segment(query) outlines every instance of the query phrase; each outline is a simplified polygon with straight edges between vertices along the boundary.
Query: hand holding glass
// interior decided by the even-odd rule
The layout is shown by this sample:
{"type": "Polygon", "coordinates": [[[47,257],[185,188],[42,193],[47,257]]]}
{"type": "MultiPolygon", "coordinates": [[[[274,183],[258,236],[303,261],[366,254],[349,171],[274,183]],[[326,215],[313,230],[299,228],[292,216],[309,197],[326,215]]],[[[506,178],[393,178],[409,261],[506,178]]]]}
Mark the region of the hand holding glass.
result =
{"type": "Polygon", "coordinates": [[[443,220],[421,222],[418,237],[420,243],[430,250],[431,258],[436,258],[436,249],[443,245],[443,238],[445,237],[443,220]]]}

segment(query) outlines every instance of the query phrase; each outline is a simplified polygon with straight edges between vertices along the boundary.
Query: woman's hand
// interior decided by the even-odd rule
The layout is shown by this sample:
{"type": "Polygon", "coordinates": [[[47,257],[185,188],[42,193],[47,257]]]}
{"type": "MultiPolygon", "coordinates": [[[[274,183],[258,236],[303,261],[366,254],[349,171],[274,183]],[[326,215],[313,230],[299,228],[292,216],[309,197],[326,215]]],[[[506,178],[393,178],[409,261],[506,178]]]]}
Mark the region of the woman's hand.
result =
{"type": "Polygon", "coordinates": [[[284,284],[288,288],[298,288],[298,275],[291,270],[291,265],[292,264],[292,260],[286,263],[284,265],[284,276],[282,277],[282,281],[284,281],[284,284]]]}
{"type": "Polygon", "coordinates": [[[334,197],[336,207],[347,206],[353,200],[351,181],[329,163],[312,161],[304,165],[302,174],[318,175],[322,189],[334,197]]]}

____________________

__Do this__. Print every record above exactly as written.

__Reply to the exercise__.
segment(query) outlines every instance of the query phrase; each outline is a simplified polygon with straight edges between vertices along the boundary.
Query: hand holding glass
// interior decided by the even-odd rule
The layout is shown by this sample:
{"type": "Polygon", "coordinates": [[[47,257],[185,188],[42,193],[47,257]]]}
{"type": "MultiPolygon", "coordinates": [[[[274,183],[258,236],[303,261],[366,254],[349,171],[274,183]],[[326,215],[313,230],[299,228],[292,216],[309,197],[326,215]]],[[[506,178],[393,178],[409,261],[506,178]]]]}
Mark the region of the hand holding glass.
result =
{"type": "Polygon", "coordinates": [[[443,220],[421,222],[418,237],[420,243],[430,250],[431,258],[436,258],[436,249],[443,245],[443,238],[445,237],[443,220]]]}

segment(query) outlines every instance of the query phrase; each outline is a simplified polygon with straight edges between vertices along the boundary.
Query: woman's hand
// interior decided by the even-odd rule
The layout is shown by this sample:
{"type": "Polygon", "coordinates": [[[47,257],[185,188],[42,193],[47,257]]]}
{"type": "MultiPolygon", "coordinates": [[[[274,183],[258,236],[303,261],[366,254],[349,171],[274,183]],[[326,215],[313,230],[299,228],[292,216],[309,197],[326,215]]],[[[506,178],[393,178],[409,261],[506,178]]]]}
Mark the region of the woman's hand.
result =
{"type": "Polygon", "coordinates": [[[284,284],[288,288],[298,288],[298,275],[291,270],[291,265],[292,264],[292,260],[286,263],[284,265],[284,276],[282,277],[282,281],[284,281],[284,284]]]}
{"type": "Polygon", "coordinates": [[[334,197],[336,207],[347,206],[353,200],[351,181],[329,163],[312,161],[304,165],[302,174],[318,175],[322,189],[334,197]]]}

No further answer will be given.